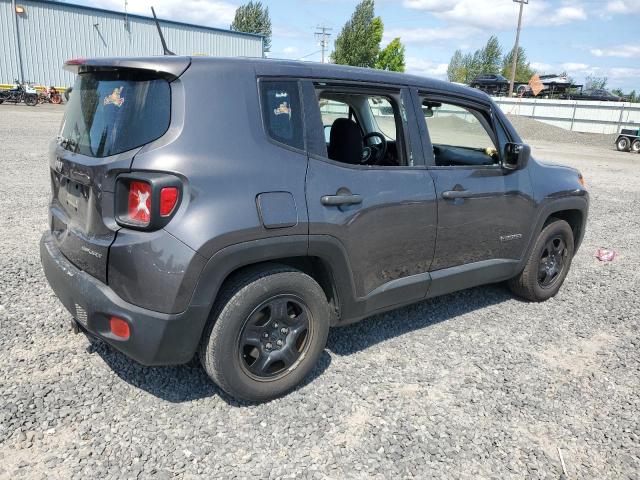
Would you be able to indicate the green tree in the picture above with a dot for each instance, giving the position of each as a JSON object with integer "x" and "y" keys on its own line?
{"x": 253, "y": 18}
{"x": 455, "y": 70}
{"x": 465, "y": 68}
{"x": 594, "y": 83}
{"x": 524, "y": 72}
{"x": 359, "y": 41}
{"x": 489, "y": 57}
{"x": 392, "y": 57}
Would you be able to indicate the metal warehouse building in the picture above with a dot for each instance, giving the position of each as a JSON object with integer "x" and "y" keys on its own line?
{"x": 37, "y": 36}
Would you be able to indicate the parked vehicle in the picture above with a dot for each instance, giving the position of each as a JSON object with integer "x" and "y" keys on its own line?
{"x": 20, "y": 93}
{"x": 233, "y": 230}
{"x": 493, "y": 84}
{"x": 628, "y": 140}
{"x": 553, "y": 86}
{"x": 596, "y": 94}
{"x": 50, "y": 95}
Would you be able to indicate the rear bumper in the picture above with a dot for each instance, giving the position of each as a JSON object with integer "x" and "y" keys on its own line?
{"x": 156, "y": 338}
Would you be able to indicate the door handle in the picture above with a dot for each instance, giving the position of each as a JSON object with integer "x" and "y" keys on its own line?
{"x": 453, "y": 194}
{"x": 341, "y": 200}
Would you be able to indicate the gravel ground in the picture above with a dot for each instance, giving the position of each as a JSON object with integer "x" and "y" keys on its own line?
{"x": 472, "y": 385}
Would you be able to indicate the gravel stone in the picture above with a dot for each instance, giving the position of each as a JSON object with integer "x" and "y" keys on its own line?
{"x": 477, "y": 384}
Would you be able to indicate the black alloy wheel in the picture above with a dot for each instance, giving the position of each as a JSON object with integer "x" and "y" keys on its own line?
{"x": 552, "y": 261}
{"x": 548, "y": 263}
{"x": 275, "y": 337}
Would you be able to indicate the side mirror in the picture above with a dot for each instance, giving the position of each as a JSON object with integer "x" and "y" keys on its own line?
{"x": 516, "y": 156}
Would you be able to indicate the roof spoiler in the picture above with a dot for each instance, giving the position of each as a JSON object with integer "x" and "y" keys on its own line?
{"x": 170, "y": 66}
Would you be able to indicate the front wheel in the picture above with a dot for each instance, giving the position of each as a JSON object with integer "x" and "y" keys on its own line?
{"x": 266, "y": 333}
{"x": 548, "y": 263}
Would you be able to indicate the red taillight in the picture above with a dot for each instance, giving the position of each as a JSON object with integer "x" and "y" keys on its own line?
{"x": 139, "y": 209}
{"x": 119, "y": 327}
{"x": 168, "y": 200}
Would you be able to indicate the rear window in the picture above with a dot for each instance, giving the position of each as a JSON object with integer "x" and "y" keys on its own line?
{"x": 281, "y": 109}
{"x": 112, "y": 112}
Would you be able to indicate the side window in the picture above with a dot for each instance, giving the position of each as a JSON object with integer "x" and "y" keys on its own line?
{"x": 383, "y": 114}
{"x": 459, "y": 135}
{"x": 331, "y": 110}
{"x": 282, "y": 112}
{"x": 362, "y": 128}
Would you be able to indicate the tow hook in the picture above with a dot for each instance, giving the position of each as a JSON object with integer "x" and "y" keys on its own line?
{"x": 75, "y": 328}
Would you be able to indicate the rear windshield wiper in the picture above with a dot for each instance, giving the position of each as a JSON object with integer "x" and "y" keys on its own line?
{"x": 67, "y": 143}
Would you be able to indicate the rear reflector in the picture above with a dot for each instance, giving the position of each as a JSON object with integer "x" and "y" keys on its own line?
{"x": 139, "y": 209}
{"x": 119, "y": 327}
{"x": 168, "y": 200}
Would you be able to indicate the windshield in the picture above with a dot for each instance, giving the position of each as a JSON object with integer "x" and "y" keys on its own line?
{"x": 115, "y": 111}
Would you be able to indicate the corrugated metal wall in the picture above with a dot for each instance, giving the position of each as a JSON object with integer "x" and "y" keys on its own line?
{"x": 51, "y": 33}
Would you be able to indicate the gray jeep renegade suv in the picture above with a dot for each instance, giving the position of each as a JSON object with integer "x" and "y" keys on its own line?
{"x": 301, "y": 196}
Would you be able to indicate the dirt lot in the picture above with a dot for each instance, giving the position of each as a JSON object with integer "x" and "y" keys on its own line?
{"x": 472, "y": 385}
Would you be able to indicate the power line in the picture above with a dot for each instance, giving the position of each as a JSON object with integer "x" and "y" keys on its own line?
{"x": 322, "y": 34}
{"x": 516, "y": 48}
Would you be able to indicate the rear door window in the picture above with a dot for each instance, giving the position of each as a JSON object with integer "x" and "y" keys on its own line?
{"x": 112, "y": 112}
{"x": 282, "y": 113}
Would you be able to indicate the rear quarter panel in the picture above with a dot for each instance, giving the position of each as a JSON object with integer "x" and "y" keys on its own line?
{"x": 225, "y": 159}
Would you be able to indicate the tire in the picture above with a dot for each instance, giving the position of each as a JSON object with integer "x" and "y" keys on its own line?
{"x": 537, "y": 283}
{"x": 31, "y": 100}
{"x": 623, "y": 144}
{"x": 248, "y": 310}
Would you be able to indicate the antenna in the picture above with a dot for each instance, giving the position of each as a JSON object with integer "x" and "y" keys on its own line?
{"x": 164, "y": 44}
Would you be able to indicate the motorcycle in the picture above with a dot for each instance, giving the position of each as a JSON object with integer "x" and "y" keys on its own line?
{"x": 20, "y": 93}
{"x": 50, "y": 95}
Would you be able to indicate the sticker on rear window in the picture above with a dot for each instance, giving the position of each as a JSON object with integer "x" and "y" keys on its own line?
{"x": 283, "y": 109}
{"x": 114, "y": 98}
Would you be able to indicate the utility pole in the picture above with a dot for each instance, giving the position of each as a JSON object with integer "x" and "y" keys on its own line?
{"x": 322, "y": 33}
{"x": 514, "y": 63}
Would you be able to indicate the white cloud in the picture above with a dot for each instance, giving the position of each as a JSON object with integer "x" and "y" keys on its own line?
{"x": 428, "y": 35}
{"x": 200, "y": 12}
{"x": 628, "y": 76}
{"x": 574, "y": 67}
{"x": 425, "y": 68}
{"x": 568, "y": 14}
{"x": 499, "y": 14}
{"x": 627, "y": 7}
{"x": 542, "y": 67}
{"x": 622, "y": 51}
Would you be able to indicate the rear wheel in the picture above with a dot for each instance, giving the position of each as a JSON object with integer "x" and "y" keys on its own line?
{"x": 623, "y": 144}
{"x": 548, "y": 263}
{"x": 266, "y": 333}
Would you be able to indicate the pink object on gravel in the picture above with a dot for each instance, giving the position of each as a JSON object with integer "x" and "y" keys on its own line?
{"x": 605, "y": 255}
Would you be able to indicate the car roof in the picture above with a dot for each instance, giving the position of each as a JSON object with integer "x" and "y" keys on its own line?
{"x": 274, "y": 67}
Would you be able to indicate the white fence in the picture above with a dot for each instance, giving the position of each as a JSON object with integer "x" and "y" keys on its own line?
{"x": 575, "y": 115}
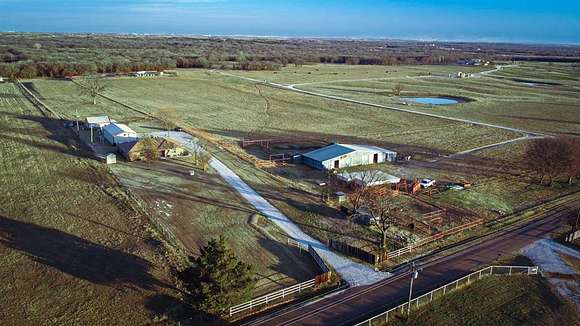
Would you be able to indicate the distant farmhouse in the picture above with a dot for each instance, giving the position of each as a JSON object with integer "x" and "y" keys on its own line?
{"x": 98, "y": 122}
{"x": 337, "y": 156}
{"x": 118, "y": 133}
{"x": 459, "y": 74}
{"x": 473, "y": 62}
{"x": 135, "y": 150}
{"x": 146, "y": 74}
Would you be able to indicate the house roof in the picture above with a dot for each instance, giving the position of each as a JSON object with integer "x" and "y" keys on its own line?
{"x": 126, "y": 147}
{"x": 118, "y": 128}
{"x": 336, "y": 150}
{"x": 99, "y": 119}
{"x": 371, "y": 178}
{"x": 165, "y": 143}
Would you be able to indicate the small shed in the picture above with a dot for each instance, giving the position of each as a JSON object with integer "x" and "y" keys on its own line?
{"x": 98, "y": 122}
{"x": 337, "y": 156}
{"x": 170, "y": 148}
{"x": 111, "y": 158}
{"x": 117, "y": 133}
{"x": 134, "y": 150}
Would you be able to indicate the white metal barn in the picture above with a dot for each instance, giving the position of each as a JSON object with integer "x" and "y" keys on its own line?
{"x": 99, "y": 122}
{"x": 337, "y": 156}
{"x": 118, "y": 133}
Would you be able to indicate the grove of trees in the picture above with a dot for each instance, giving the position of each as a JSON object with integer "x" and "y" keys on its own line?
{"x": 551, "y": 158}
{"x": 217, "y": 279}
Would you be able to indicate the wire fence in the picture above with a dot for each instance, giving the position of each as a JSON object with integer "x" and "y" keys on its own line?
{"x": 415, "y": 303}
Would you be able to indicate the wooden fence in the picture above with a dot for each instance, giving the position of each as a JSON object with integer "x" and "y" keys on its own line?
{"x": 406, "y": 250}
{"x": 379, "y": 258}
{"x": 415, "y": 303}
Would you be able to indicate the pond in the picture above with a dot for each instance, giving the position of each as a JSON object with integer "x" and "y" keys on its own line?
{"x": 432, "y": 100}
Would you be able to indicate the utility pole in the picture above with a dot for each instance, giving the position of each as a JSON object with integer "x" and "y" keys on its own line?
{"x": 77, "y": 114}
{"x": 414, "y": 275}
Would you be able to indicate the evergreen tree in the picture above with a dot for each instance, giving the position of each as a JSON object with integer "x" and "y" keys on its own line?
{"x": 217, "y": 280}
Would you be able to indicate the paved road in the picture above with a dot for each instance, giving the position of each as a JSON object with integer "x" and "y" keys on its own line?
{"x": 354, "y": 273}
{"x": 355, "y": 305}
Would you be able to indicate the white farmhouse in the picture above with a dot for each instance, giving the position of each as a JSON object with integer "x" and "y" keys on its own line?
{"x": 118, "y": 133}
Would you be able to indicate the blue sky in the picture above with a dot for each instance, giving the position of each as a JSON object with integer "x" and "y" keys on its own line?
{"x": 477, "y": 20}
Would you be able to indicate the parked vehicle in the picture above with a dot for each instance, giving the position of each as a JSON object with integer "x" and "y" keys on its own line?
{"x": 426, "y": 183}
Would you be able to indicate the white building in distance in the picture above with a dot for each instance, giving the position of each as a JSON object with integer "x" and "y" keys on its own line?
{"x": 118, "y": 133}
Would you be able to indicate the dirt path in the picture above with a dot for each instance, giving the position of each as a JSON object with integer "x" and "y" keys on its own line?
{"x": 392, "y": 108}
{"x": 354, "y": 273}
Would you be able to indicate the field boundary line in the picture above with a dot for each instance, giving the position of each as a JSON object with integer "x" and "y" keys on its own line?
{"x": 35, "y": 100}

------------------------------

--- Action item ---
Copy exactly the lines of the listing above, beginning at the line with "Would you be able to indicate the dirt path" and ending at its final line; write out nothing else.

--- Result ---
Would you be able to indicate the dirt path in the picture above with a dot for each instance, giving the position of each as a JSON object with integer "x" and "y" keys on its own line?
{"x": 392, "y": 108}
{"x": 354, "y": 273}
Would you be able to indicate the field boundary line in the picture above with a dot for each instance, giving the position of each as a JSON object with integer "x" and "y" keys on its own line?
{"x": 35, "y": 100}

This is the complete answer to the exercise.